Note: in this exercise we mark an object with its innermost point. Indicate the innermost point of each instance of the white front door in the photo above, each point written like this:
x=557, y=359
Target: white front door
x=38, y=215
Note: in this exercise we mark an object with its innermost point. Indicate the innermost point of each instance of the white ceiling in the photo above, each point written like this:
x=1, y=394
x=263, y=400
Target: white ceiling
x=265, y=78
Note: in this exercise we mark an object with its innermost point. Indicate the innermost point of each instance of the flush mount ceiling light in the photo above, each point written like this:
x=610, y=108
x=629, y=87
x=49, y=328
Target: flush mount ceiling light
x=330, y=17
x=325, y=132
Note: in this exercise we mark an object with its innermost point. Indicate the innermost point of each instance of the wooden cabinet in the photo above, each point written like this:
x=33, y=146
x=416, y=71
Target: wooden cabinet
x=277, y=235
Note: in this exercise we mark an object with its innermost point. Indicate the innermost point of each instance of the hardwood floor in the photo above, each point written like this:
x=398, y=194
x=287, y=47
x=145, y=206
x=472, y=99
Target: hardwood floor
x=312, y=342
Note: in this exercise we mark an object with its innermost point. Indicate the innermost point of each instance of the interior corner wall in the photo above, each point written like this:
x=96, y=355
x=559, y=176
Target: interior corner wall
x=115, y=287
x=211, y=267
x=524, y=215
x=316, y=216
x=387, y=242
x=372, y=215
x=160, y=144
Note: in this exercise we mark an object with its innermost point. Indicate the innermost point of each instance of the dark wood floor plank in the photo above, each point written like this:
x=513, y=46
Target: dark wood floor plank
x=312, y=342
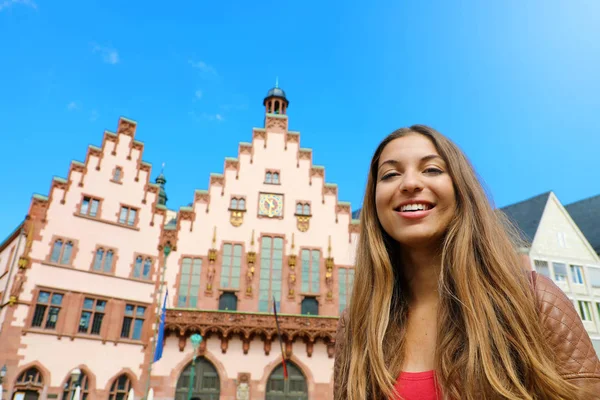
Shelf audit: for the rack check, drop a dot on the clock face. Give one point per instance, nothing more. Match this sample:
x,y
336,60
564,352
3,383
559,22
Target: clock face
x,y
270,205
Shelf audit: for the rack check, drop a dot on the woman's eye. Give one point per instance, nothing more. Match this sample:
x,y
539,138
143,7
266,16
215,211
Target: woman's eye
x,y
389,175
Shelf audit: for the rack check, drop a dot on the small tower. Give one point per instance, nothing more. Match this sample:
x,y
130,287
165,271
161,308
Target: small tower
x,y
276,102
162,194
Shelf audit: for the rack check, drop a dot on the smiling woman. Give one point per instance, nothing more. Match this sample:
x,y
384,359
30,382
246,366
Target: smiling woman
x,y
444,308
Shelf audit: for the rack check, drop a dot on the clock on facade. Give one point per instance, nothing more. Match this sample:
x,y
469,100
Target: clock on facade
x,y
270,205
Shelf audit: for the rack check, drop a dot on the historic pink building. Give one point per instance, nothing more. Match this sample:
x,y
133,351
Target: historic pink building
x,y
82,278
· · ·
* _Exercise aim_:
Reproduce all of the data above, replacing every occurrence of "innermost point" with "central point" and leaving everything else unchanged. Leave the pictures out.

* _Answer to the problem_:
Note: in this exercise we mark an object with its central point. Indicate the central point of each instance of the white front door in the photo above, each point written like this:
x=557, y=359
Target: white front door
x=38, y=215
Note: in this exercise we mark an object with its central point. Indicate the central point of each instance of the white ceiling in the photo above, each point written like this:
x=1, y=394
x=263, y=400
Target: white ceiling
x=265, y=78
Note: in this exercise we mark an object with its central point. Indicate the central point of each instance of the flush mount ceiling light in the photo above, each point written like this:
x=610, y=108
x=629, y=87
x=49, y=328
Target: flush mount ceiling light
x=330, y=17
x=325, y=132
Note: in this exercise we mark an object with its central point. Indicate the central point of each instance of the wooden cabinet in the photo above, each point written like this:
x=33, y=146
x=416, y=71
Target: wooden cabinet
x=277, y=235
Note: in this exercise we mark an object with its central point. Indicate the central point of each instance of the hardwood floor in the photo above, each point written like this:
x=398, y=194
x=287, y=47
x=145, y=206
x=472, y=99
Target: hardwood floor
x=312, y=342
Note: in this exercise we mark an object with its central point. Indicate the central point of each instance of the interior corner wall in the photo above, each point written like this:
x=96, y=355
x=559, y=176
Target: interior corner wall
x=115, y=287
x=211, y=267
x=524, y=215
x=316, y=216
x=387, y=242
x=372, y=215
x=160, y=144
Note: in this exercise we mark an object with its central point. Indicate the central point of each instance of the dark wood floor plank in the photo above, each point written like this:
x=513, y=46
Target: dark wood floor plank
x=312, y=342
Shelf audit: for the rack check, drop a dot on the clock face. Give one point per instance, nothing more. Match this sample:
x,y
336,60
564,352
3,383
559,22
Target: clock face
x,y
270,205
Shelf audit: for the rack check, drop a dot on the woman's eye. Give one point per instance, nothing more. Match this sample:
x,y
539,138
143,7
266,16
215,211
Target: woman's eye
x,y
389,175
Shelf audit: for the rack check, drop a dot on the small tower. Give one point per instance, nothing more. Match this sample:
x,y
130,287
165,271
161,308
Target: small tower
x,y
276,102
162,194
Shelf audit: for the rack check, drop a dot on the smiling woman. Give one point per instance, nothing more. Match this sample:
x,y
384,359
30,382
246,366
Target: smiling woman
x,y
444,308
Shelf audit: for the rack check, drop a dot on the clock on facade. Give one point per instance, nothing more. Match this sample:
x,y
469,100
Target: clock on facade
x,y
270,205
Shelf audit: for the rack check, drop a dot on the historic pink building. Give one point per instance, nothing more. Match this sample:
x,y
133,351
Target: historic pink building
x,y
82,278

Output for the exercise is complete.